- Study questions -
**a)** In the column on getting the perfect pandemic body, what things does the writer say people told them not to do while growing up?
**b)** In the column on getting the perfect pandemic body, between which hours were people allowed out to exercise under Level 4?
**c)** Reproduce the passage of the pandemic-body column starting at "Then, many years" and ending at "you Level Kiss-My-Ass.".

- Page excerpt -
┌──

5 ways to get the perfect pandemic body

Lockdown has gnawed away at my fitness levels and I need to remedy this in case we become a proper police state. I don’t want to have Cele’s boys after me and find myself having to stop every couple of minutes to catch my breath. Mind you, they’d be doing the same. It would be the least dramatic foot chase ever. If our rest periods coincided, we could keep going for months. We’d have to go in circles because of the inter-provincial travel ban.

I got more exercise during Level 5 then I do in this latest turbocharged 24-karat deluxe version of Level 3. That’s because we were told that exercise, under Level 5, was not allowed. If you tell me not to do something, you can be sure I’ll do it. My parents realised early on that I was a prime target for reverse psychology. My mother would tell me that under no circumstances was I to tidy my bedroom while she was out. And if I dared do the dishes, there’d be trouble. The house would be sparkling when she got back.

It got worse as I grew up. People would tell me not to binge drink or take drugs. Don’t study journalism or sleep with other men’s girlfriends, they’d say. And never, ever get married. I showed them, alright. Oh, yes.

Then, many years later, someone in China eats a dodgy bat and coughs on someone else and the next thing you know, Cyril Ramaphosa is telling me I’m not allowed to exercise. I am, however, permitted to go to the supermarket should food become absolutely necessary. I would then go to Checkers and do push-ups in the canned goods aisle, sit-ups in the dairy department and jog between the baked goods and fresh produce sections. Take that, government. I’ll see your Level 5 and raise you Level Kiss-My-Ass.

They must have got wind that people were illegally exercising while shopping and subsequently brought us up to Level 4. The moment they said we were allowed out to exercise between 6am and 9am, I lost all interest.

Then came Level 3 version 1.0 and we were told we could exercise whenever we liked. That was the beginning of the end. It was as if they no longer cared about people who could only do something in reaction to being told not to do it.

I was devastated and stayed in bed for … well, I’m writing this from my bed now. I get up occasionally to visit the bathroom and kitchen, but it’s not much as far as cardio workouts go.

The moment I heard we were no longer allowed to buy alcohol, I put in an order with my local bootlegger for seven bottles of gin. I don’t even particularly like gin. It makes me cry. Then again, right now cat videos make me cry. Show me a crippled labrador splashing in a puddle and I’m a mess for days.

└──

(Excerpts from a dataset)
┌──

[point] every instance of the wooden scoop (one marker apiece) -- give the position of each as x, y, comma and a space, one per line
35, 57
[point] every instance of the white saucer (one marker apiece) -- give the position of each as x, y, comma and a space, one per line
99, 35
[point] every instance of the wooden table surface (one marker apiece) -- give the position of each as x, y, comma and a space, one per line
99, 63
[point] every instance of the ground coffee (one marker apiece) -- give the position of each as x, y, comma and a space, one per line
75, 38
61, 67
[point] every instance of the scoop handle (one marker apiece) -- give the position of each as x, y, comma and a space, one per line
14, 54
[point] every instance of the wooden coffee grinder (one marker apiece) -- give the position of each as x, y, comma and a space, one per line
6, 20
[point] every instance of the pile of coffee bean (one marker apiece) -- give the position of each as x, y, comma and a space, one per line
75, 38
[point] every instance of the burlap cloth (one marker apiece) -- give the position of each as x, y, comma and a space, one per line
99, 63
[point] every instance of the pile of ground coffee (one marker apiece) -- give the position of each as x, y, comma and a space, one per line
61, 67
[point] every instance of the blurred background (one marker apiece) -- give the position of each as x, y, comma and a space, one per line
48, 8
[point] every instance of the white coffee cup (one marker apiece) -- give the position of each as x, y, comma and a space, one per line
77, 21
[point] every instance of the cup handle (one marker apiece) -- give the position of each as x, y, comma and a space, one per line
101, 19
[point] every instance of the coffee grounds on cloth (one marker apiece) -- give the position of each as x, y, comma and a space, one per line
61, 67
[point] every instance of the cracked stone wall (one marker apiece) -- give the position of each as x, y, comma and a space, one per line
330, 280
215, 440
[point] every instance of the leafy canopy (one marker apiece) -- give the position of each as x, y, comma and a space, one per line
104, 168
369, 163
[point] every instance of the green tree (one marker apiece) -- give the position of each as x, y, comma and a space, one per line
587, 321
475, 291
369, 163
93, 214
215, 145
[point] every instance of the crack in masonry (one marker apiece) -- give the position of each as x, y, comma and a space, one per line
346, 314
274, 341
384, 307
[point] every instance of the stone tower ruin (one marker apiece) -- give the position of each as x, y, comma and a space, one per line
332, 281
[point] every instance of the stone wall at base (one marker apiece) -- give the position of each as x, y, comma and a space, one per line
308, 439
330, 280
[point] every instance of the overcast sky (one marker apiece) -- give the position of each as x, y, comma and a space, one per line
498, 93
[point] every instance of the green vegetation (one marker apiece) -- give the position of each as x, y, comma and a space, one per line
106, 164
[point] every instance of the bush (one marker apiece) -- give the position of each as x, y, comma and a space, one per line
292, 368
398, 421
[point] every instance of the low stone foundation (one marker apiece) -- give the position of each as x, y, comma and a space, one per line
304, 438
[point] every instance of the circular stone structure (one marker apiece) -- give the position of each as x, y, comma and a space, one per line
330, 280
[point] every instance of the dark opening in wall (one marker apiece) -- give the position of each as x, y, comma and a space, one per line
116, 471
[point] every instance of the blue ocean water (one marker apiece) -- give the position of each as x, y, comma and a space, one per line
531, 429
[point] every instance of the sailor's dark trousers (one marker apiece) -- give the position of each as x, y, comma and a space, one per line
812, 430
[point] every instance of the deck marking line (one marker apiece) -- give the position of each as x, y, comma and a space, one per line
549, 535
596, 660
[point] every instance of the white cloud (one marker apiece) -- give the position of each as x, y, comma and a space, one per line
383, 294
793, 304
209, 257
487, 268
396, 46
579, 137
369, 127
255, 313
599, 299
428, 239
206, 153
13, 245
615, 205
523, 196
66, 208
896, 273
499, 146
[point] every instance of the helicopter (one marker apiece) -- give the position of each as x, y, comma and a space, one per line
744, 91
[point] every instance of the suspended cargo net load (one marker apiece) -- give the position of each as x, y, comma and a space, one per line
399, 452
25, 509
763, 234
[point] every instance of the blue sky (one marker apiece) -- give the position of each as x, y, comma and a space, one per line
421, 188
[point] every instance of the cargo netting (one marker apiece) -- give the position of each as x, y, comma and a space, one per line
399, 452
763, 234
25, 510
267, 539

└──

- Activity answers -
**a)**
- Binge drink
- Take drugs
- Study journalism
- Sleep with other men's girlfriends
- Get married

**b)** Between 6am and 9am.

**c)**
Then, many years later, someone in China eats a dodgy bat and coughs on someone else and the next thing you know, Cyril Ramaphosa is telling me I’m not allowed to exercise. I am, however, permitted to go to the supermarket should food become absolutely necessary. I would then go to Checkers and do push-ups in the canned goods aisle, sit-ups in the dairy department and jog between the baked goods and fresh produce sections. Take that, government. I’ll see your Level 5 and raise you Level Kiss-My-Ass.